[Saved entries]

··········

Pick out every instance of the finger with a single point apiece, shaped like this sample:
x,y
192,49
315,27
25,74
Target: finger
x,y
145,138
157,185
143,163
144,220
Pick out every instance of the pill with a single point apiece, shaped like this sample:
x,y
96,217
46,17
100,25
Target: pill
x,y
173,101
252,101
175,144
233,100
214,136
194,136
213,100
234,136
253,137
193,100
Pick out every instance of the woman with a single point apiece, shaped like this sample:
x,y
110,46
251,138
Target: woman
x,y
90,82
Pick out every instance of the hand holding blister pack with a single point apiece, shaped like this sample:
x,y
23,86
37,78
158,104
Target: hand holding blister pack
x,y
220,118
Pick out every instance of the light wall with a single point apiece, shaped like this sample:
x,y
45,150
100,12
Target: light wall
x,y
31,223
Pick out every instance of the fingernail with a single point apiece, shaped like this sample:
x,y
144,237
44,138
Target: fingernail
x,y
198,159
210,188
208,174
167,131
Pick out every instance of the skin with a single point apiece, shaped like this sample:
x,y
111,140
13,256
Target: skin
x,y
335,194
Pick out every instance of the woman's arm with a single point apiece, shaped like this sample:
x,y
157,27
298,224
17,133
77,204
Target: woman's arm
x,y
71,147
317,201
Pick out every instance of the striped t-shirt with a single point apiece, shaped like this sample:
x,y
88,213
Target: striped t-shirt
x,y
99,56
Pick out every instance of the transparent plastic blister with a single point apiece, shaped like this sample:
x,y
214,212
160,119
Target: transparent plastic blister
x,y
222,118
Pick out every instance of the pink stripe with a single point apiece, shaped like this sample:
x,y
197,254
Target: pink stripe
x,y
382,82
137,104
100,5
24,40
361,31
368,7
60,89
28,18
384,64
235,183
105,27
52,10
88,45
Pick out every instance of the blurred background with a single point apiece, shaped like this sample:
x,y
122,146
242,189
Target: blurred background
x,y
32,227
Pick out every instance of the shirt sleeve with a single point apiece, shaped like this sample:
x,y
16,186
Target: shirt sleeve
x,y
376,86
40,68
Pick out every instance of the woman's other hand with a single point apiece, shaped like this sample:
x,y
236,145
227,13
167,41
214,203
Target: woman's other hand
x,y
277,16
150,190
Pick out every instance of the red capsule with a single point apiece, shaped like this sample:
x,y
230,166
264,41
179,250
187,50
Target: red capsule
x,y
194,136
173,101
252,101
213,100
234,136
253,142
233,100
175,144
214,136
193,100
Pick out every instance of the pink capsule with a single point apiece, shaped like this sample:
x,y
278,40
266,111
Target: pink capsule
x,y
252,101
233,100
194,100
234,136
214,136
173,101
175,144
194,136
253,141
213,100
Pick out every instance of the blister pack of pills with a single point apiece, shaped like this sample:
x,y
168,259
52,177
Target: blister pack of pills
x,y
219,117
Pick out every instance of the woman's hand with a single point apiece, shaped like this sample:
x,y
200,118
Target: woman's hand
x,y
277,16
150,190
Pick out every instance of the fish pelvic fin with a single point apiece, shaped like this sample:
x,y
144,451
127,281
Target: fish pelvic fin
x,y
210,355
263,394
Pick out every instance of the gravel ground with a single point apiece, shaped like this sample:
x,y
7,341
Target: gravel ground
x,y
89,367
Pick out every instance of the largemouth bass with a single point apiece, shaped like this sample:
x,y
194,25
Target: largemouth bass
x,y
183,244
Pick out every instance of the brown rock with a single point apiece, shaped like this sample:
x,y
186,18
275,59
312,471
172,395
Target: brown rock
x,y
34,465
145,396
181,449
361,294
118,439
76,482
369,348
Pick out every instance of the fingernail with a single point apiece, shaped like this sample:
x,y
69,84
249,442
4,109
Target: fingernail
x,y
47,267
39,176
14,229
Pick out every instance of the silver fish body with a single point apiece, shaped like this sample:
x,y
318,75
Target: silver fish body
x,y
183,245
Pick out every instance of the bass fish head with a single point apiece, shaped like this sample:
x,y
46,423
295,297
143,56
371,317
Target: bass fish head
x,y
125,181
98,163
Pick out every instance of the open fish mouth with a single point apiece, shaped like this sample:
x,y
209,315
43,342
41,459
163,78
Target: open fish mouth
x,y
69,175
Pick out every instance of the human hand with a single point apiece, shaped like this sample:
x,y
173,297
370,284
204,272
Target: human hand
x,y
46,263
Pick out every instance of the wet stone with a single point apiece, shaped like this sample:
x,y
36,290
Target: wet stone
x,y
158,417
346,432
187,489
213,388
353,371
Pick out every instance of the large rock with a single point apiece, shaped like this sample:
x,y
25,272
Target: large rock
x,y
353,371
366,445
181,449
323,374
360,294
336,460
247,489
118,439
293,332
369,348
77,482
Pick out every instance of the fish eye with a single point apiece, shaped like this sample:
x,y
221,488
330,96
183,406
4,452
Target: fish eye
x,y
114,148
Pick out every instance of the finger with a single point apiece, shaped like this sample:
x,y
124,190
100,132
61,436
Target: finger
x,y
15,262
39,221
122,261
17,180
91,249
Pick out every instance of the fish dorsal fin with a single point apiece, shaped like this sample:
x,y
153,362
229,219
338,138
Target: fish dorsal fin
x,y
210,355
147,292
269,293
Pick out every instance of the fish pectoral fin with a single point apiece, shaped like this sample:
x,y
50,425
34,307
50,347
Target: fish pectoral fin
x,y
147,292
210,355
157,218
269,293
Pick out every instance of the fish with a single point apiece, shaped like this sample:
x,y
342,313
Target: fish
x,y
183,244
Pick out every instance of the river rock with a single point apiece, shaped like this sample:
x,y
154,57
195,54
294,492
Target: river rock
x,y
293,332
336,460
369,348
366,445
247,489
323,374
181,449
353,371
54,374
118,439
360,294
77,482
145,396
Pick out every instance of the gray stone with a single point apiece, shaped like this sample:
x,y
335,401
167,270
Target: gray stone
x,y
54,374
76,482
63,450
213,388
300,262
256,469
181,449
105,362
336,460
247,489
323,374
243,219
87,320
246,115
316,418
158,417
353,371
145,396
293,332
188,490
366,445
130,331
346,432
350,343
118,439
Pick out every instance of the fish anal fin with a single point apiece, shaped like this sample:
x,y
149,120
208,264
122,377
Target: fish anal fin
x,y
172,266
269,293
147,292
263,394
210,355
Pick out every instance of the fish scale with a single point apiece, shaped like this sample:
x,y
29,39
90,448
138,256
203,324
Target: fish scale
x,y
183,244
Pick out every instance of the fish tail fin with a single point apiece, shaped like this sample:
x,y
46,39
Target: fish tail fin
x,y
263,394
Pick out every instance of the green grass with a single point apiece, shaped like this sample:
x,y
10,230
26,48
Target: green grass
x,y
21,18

··········

▶ **EXERCISE PROMPT**
The expected output is an exact copy of all the records above.

▶ **TASK RESULT**
Pick out every instance of the finger with a single point apiece, shaped like this sample:
x,y
192,49
315,27
25,74
Target: finger
x,y
145,138
157,185
143,163
144,220
Pick out every instance of the pill with a single point apiece, shaped like this sample:
x,y
96,217
46,17
100,25
Target: pill
x,y
173,101
252,101
175,144
233,100
214,136
194,136
213,100
234,136
253,137
193,100
Pick out every instance of the woman with a single point apiece, shaped like this sample:
x,y
110,46
251,138
Target: woman
x,y
90,82
Pick out every instance of the hand holding blister pack with a single point apiece, shaped like this sample:
x,y
23,86
37,78
158,104
Target: hand holding blister pack
x,y
220,118
Pick out every instance of the light wall with a single point apiece, shaped like this sample:
x,y
45,150
100,12
Target: light wall
x,y
31,223
Pick out every instance of the fingernail with a single point apiece, shaped like this sample:
x,y
144,237
44,138
Target: fingernail
x,y
198,159
210,188
208,174
167,131
Pick out every instance of the skin with a single point apiece, shaped like this sample:
x,y
111,140
13,256
Target: skin
x,y
335,194
Pick out every instance of the woman's arm with a single point apiece, shaped like this sample:
x,y
157,27
298,224
17,133
77,204
Target: woman's arm
x,y
71,147
317,201
Pick out every instance of the striped t-shirt with a single point apiece, shaped like this sample:
x,y
88,213
Target: striped t-shirt
x,y
99,56
Pick out every instance of the transparent plastic blister with a single point apiece, shaped like this sample:
x,y
214,212
160,119
Target: transparent plastic blister
x,y
222,118
Pick out every instance of the pink stripe with a single point apiece, shaped like this sample:
x,y
197,254
Target: pink stripe
x,y
382,82
137,104
100,5
24,40
361,31
368,7
60,89
28,18
384,64
235,183
105,27
52,10
88,45
Pick out every instance of the blurred background with a single point apiece, shaped like this sample:
x,y
122,146
242,189
Target: blurred background
x,y
32,227
Pick out every instance of the shirt sleeve with a single point apiece, shaped like this sample:
x,y
16,186
Target: shirt sleeve
x,y
376,86
40,68
Pick out every instance of the woman's other hand with a single point apiece, shaped like this sample:
x,y
236,145
227,13
167,41
214,203
Target: woman's other hand
x,y
277,16
150,190
Pick out every instance of the red capsule with a single point apiece, shaped like this sample:
x,y
230,166
264,41
179,250
187,50
Target: red capsule
x,y
194,136
173,101
252,101
213,100
234,136
253,142
233,100
175,144
214,136
193,100
Pick out every instance of the pink capsule with a single point apiece, shaped like this sample:
x,y
278,40
266,111
Target: pink capsule
x,y
252,101
233,100
194,100
234,136
214,136
173,101
175,144
194,136
253,141
213,100
Pick out every instance of the blister pack of pills with a single point apiece, shaped like this sample:
x,y
168,259
52,177
Target: blister pack of pills
x,y
219,117
Pick out every instance of the woman's hand with a single point apiece, shaped like this sample:
x,y
200,118
Target: woman's hand
x,y
277,16
150,190
Pick out every instance of the fish pelvic fin with a single point apiece, shaped like this sample:
x,y
144,451
127,281
Target: fish pelvic fin
x,y
210,355
263,394
Pick out every instance of the gravel ground with a single point apiece, shaped like this sample:
x,y
7,341
Target: gravel ground
x,y
89,367
Pick out every instance of the largemouth bass with a single point apiece, shaped like this sample:
x,y
194,25
Target: largemouth bass
x,y
183,244
Pick out every instance of the brown rock with a single point apiece, shaped like this sample:
x,y
186,18
275,59
312,471
172,395
Target: brown rock
x,y
34,465
145,396
181,449
361,294
118,439
76,482
369,348
Pick out every instance of the fingernail with a single point apiece, shaped like this sample:
x,y
69,84
249,442
4,109
Target: fingernail
x,y
47,267
39,176
14,229
Pick out every instance of the silver fish body with a single point apiece, shaped like this sample:
x,y
318,75
Target: silver fish body
x,y
183,245
Pick out every instance of the bass fish head with a single point apiece, shaped like this sample:
x,y
46,423
295,297
143,56
371,317
Target: bass fish head
x,y
125,181
98,163
Pick out every instance of the open fish mouth with a single point apiece, shaped like this sample:
x,y
209,315
43,342
41,459
163,78
Target: open fish mouth
x,y
69,175
Pick out every instance of the human hand with a single point apiece, shaped like this sample:
x,y
173,297
370,284
204,272
Target: human hand
x,y
46,263
Pick out every instance of the wet stone with a single point apiece, shaped like this sample:
x,y
36,290
Target: wet stone
x,y
158,417
346,432
187,489
213,388
353,371
Pick out every instance of the large rock with a single point apiece, shaped like this sample:
x,y
25,272
Target: large rock
x,y
353,371
366,445
181,449
323,374
360,294
336,460
247,489
118,439
293,332
369,348
77,482
Pick out every instance of the fish eye with a single point apiece, shaped like this sample:
x,y
221,488
330,96
183,406
4,452
Target: fish eye
x,y
114,148
Pick out every instance of the finger with a single point apiece, shaped like this sample:
x,y
124,190
100,132
61,436
Target: finger
x,y
15,262
39,221
122,261
17,180
91,249
Pick out every instance of the fish dorsal fin with a single point apiece, shaped like this sample:
x,y
153,362
229,219
338,138
Target: fish dorsal fin
x,y
210,355
147,292
269,293
Pick out every instance of the fish pectoral fin with a single point apiece, shaped like this sample:
x,y
50,425
34,307
50,347
Target: fish pectoral fin
x,y
147,292
210,355
157,218
269,293
Pick out every instance of the fish with a single point apiece, shaped like this sample:
x,y
342,313
Target: fish
x,y
183,244
Pick out every instance of the river rock with a single point apiece, shaped like this sample:
x,y
154,57
195,54
294,492
Target: river rock
x,y
293,332
336,460
369,348
366,445
247,489
323,374
181,449
353,371
54,374
118,439
360,294
77,482
145,396
Pick out every instance of the gray stone with a single point apiece, shaped like this sample:
x,y
335,401
167,270
Target: gray stone
x,y
54,374
76,482
63,450
213,388
300,262
256,469
181,449
105,362
336,460
247,489
323,374
243,219
87,320
246,115
316,418
158,417
353,371
145,396
293,332
188,490
366,445
130,331
346,432
350,343
118,439
Pick out every instance of the fish anal fin with a single point apiece, shaped like this sample:
x,y
149,120
208,264
122,377
Target: fish anal fin
x,y
172,266
269,293
147,292
263,394
210,355
Pick out every instance of the fish scale with a single point apiece, shaped like this sample:
x,y
29,39
90,448
138,256
203,324
Target: fish scale
x,y
183,244
Pick out every instance of the fish tail fin with a single point apiece, shaped like this sample:
x,y
46,39
Target: fish tail fin
x,y
263,394
Pick out every instance of the green grass with a single point apiece, shaped like this sample:
x,y
10,230
26,48
Target: green grass
x,y
21,18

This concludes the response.